(EXERCISE MATERIALS)
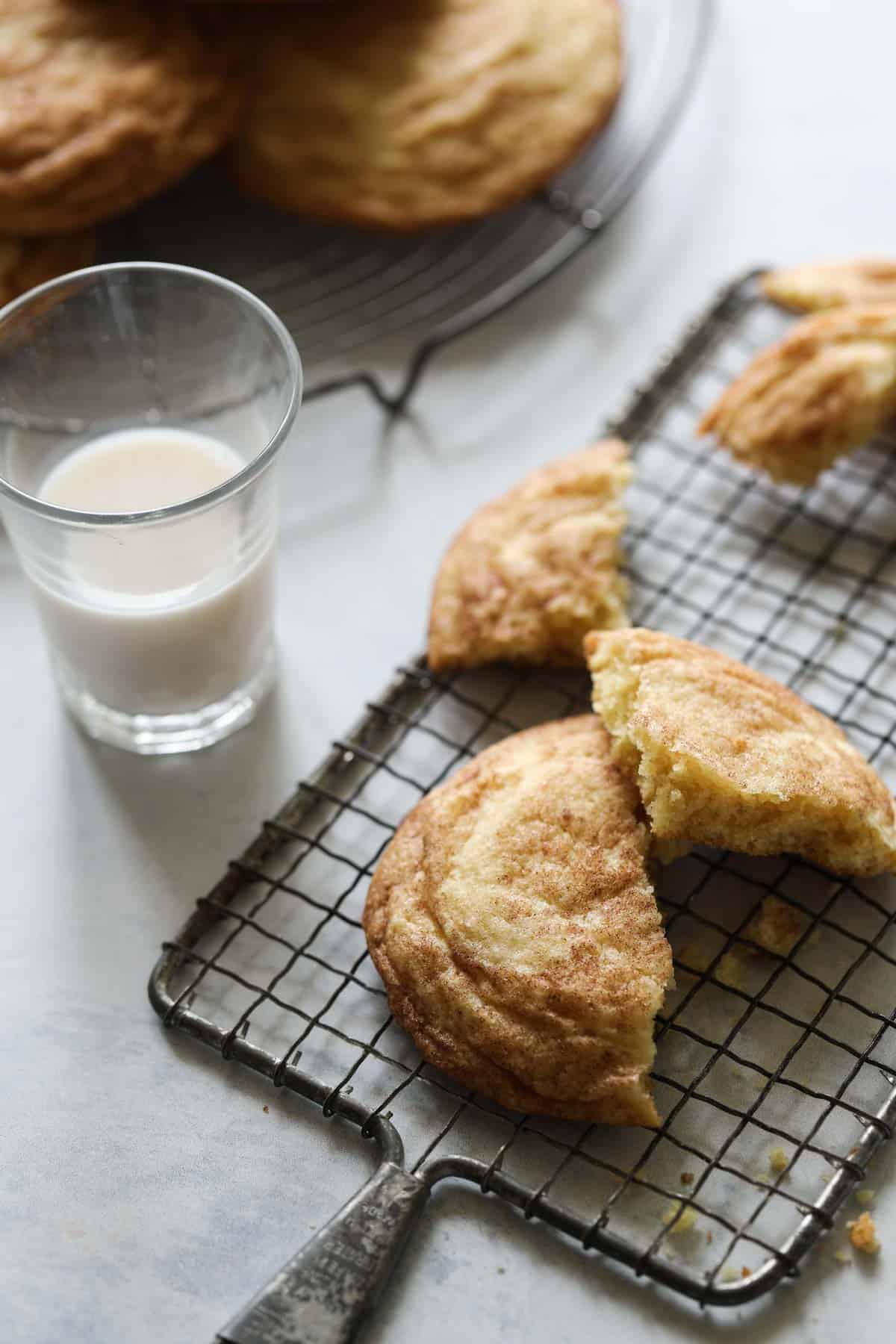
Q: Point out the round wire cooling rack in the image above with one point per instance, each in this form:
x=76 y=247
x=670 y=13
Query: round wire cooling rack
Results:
x=371 y=311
(End EXERCISE MATERIALS)
_WORK ORDER_: Only the number is wanted: how many lines in the entries above include the word "round"?

_PROBLEM SOLUTION_: 2